Reading text:
<<<<

# Hyper Dog



## FlashBoomSplash (Aug 26, 2005)

I have a 1 year old black lab that is extremely hyper. I have tried everything short of a shock collar. She has a great nose for birds she can cover a lot of ground but at times she is almost spastic. What is the best way to calm a dog down? My biggest fear is she is scared of me. When I get mad and yell at her she tucks her tail and either runs away or rolls over. I never had any problems with my male and he is a mutt. At age 1 he was miles ahead over her. Any advice would be greatly appreciated.


----------



## dfisher (Oct 12, 2007)

They all mature differently. Just like people, they all mature at different rates.

It sounds like your lab is pretty submissive and may take a lot of gentle handling and praise. That's kinda how Bill the Chessy is too. If I get mad at him, he'll get right up next to me and sit and just wiggle his tail and try to make up for what he's done, whatever that might be.

Take her out and run her a lot. Wear the edge off of her a bit and see how that goes. Bill gets hyper at night and actually will, from time to time, pace around and pick up my hat and gloves to carry around. When he does that we go out for a session of work or play or just running.

Just keep working her and keep your temper in check (as hard as that may be :lol: ) She'll come around and begin to focus as she gets a little older. Just because she's one year old doesn't mean she is anything but still a puppy.

Good luck,
Dan


----------



## gonehuntin' (Jul 27, 2006)

What you're telling us is not enough information. Tell us exactly what she does that you don't like. An electric collar will make her worse if anything. Don't use it without knowledge.


----------



## FlashBoomSplash (Aug 26, 2005)

Gonehuntin

First off she is always 100 mph. when she gets excited there is nothing I can do to stop here. But its not all the time sometimes usually when its just the 2 of us she will listen half the time. Usually her first flush and retrieve is ok and the second is usually great after that she just goes spastic she will run to far ahead and retrieves become sloppy she begins to play with the bird tossing it and pulling feathers out. Thats the hunting part.

>>>>

Record set:

<<<<

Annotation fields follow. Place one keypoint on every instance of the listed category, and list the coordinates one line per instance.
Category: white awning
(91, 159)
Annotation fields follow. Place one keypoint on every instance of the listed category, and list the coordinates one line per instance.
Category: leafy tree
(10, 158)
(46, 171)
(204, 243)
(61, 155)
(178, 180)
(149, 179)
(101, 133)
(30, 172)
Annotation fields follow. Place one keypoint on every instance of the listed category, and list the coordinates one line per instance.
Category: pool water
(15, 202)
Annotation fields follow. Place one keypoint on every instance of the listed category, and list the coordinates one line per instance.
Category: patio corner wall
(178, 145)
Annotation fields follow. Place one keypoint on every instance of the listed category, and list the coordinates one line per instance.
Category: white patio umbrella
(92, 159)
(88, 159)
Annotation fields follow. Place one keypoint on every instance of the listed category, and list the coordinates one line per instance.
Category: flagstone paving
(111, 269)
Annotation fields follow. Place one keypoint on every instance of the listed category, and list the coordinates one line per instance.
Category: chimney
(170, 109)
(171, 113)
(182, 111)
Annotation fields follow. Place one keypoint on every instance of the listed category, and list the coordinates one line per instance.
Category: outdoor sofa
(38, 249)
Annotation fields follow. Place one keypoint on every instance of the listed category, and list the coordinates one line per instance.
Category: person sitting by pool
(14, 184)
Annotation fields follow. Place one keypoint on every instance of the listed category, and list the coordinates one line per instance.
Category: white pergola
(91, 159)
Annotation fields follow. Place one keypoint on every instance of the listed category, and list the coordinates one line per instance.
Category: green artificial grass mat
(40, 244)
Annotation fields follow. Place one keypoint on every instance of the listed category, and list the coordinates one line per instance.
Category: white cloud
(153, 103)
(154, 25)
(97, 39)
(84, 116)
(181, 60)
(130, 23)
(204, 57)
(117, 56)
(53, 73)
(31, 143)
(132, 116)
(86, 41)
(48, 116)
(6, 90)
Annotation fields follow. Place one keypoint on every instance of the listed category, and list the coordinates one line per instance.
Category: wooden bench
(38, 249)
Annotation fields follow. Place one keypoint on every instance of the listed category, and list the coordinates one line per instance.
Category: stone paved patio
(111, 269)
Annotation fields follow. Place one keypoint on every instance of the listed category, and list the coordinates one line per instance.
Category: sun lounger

>>>>

Directions:
A: List the usernames of everyone who posted in the hyper dog thread.
B: Answer these questions about the hyper dog thread, giving each answer on its own line with the same mark:
(i) How old is the black lab?
(ii) What is the name of dfisher's dog?
(iii) According to gonehuntin', what will an electric collar do?
C: Proceed with the hyper dog thread by continuing FlashBoomSplash's last post from where it stops.
The items have nothing to do with the hyper dog thread.

The answers:
A: FlashBoomSplash, dfisher, gonehuntin'

B:
(i) One year old.
(ii) Bill.
(iii) It will make her worse.

C:
Around the house she will constantly pull on my other male dog. Sometimes she will spin in circles and she always has a sock or shoe in her mouth. The one good thing is she never chewed any of them up but when you call her over to take it off of her she stays just out of reach and I have to take it off of her instead of her just giving it to me.

Well thats a start.


----------



## FlashBoomSplash (Aug 26, 2005)

I know its probably me thats why I need advice. My older male was very easy to work with. Thats why I think I am having trouble with her they are like night and day.


----------



## dfisher (Oct 12, 2007)

Bill the Chessy gets a little ahead of himself when we hunt roosters too. He'll get his nose down or get going in a tree line and before long he's too far ahead. I been working with him and trying to keep my temper in check and I think he's coming around.
One habit he's got is that he likes to chase hens that flush and I don't shoot at. I yell STAY at him when they go up and he just watches them now. 
It's a process and I know it's easy to lose your temper, but it's still fun to take them and it will take time.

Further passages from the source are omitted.